_Work to complete_
Arrange the lines below as a numbered list, skipping blank lines and leaving out the pictures.

_Material for this exercise_
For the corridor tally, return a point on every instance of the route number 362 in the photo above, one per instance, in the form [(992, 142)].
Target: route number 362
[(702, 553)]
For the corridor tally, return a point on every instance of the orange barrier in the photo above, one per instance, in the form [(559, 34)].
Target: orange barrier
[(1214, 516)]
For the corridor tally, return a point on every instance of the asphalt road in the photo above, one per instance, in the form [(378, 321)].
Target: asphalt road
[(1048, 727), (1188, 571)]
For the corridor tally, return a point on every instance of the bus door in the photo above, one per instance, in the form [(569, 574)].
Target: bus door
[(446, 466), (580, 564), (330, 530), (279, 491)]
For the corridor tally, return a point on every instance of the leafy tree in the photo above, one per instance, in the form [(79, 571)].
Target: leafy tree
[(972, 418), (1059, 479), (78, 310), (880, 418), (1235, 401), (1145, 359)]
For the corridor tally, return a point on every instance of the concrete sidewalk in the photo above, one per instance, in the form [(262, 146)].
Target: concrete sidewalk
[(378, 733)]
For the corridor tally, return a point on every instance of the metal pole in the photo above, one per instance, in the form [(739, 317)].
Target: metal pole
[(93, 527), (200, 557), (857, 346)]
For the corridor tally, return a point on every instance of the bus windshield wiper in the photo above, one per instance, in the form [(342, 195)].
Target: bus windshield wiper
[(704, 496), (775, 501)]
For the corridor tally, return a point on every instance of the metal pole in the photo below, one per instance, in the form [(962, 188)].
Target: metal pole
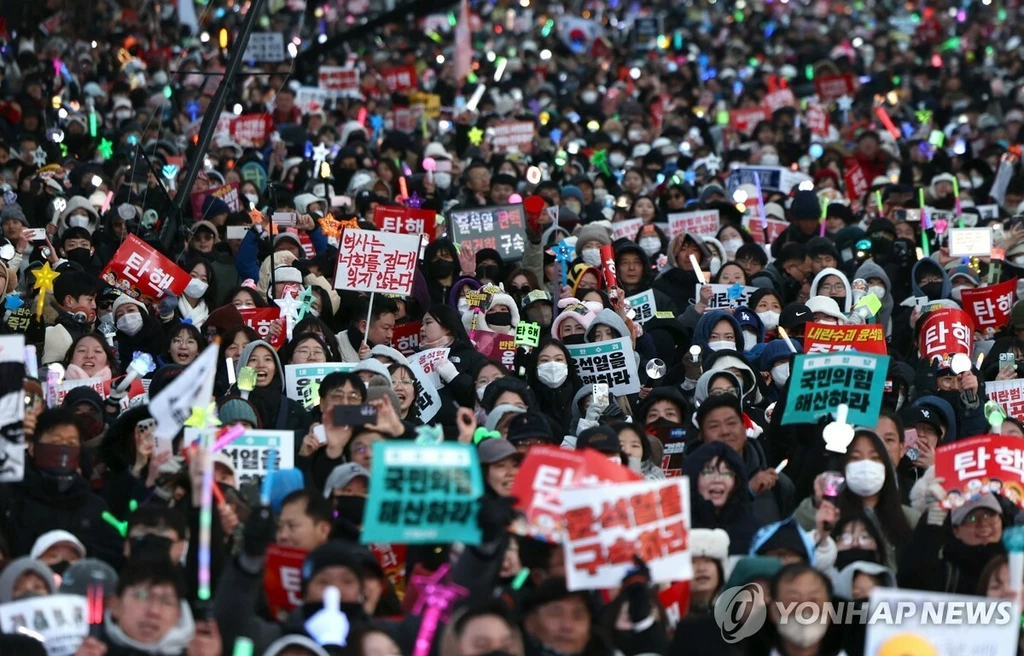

_Output below_
1. For the corridor tally, return a point on every instance of the route number 362 in the photo above, one per instance, in the form [(992, 142)].
2. Target: route number 362
3. [(702, 553)]
4. For the corridor tally, return a point on every instance of the orange barrier in the photo above, one per instance, in the form [(559, 34)].
5. Target: orange barrier
6. [(1214, 516)]
7. For the corridor tally, return a point on every instance of the asphalt road in the photo above, one per instance, in the form [(378, 321)].
8. Target: asphalt road
9. [(1048, 727), (1188, 571)]
10. For the corridor tally, return a point on every instance of the bus door in the photo above, one per instance, in the form [(569, 574)].
11. Target: bus door
12. [(446, 466), (580, 564), (330, 530), (279, 491)]
13. For the corridor tally, return a point on every instance of the leafy tree in the photo above, one per instance, in the form [(79, 571)].
14. Target: leafy tree
15. [(972, 418), (1059, 479), (78, 310), (880, 418), (1235, 401), (1145, 359)]
16. For the corridor tally, return a point on every instance of the concrete sidewalk in the photo above, one per instance, in the form [(262, 146)].
17. Target: concrete sidewalk
18. [(378, 733)]
19. For the corridor tally, return a point on every instance of the metal pole in the photo above, one per instance, in the form [(739, 317)].
20. Target: metal pole
21. [(93, 527), (200, 557), (857, 346)]
22. For the corridor tally, return a point on every instance of the bus windshield wiper in the photo above, one per instance, in the form [(342, 195)].
23. Target: bus windshield wiper
24. [(704, 496), (775, 501)]
25. For the corridor tally, return a point on every instance of the metal pole in the photo below, one per instance, in the form [(962, 188)].
26. Target: metal pole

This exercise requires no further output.